Exercise objective:
Resume the text below about becoming a Certified Nursing Assistant, writing on from its last sentence.

Supplied text:
···

Welcome To CNA Training Center
Congratulations on your decision to enter the field of working as a Certified Nursing Assistant!
You are entering a job field that is in high demand and looks to grow in the future so your chances of finding a job as a CNA and developing your career are high. A career as a CNA will also give you an opportunity to have meaningful work, serve people in a highly impacting way and to provide for your family.
Each state has different training and certification requirements both for new people entering the field and also for current CNA’s seeking a reciprocity transfer.
Please use the map below to find your appropriate State’s requirement. Conversely, you can also use the menu in the sidebar to find the requirements for your state.
Certified Nursing Assistants (CNA’s) are also known as nursing aides, or nursing assistants. They provide care for patients and perform routine medical tasks under the supervision of a licensed nurse or other medical professional. The tasks performed in this job vary by the needs of the patient but can include helping patients eat, dress, and bathe. Nursing assistants can also help serve meals, make beds, clean up rooms, take a patients temperature, pulse, blood pressure and respiration rate.

···

Provided data:
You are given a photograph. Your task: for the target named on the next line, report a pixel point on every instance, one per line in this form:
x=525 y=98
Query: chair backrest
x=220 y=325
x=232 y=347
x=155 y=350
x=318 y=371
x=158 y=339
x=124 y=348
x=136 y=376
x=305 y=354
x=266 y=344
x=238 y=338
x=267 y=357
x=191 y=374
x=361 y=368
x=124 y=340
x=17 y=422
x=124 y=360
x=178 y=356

···

Answer box:
CNA’s are often the principal care givers in nursing facilities and have more hands on contact with the patients that do other staff members. This affords the CNA often to develop meaningful relationships with patients.
CNA jobs are expected to grow faster than average (per government research), approaching almost 20 percent growth between 2008 and 2018. This is directly correlated with the aging US population and the desire for hospitals to discharge patients quickly due to financial pressure (thus boosting admissions to nursing care facilities) and because modern technology will extend patients lives providing more need for personal care.
Work will be concentrated primarily in residential care facilities. One potential pitfall is that many nursing facilities rely on government funding, which could limit the number of nursing aides in one care center.
Training is offered at many levels including vocational schools, nursing care facilities and community colleges. Students learn about body mechanics, nutrition, anatomy, infection control, communication strategies and patient’s rights.
The government requires a minimum of 75 State-approved training hours and a passing score on a competency exam. In addition, each state has varying additional requirements which can be found in our state guides and confirmed with each State board.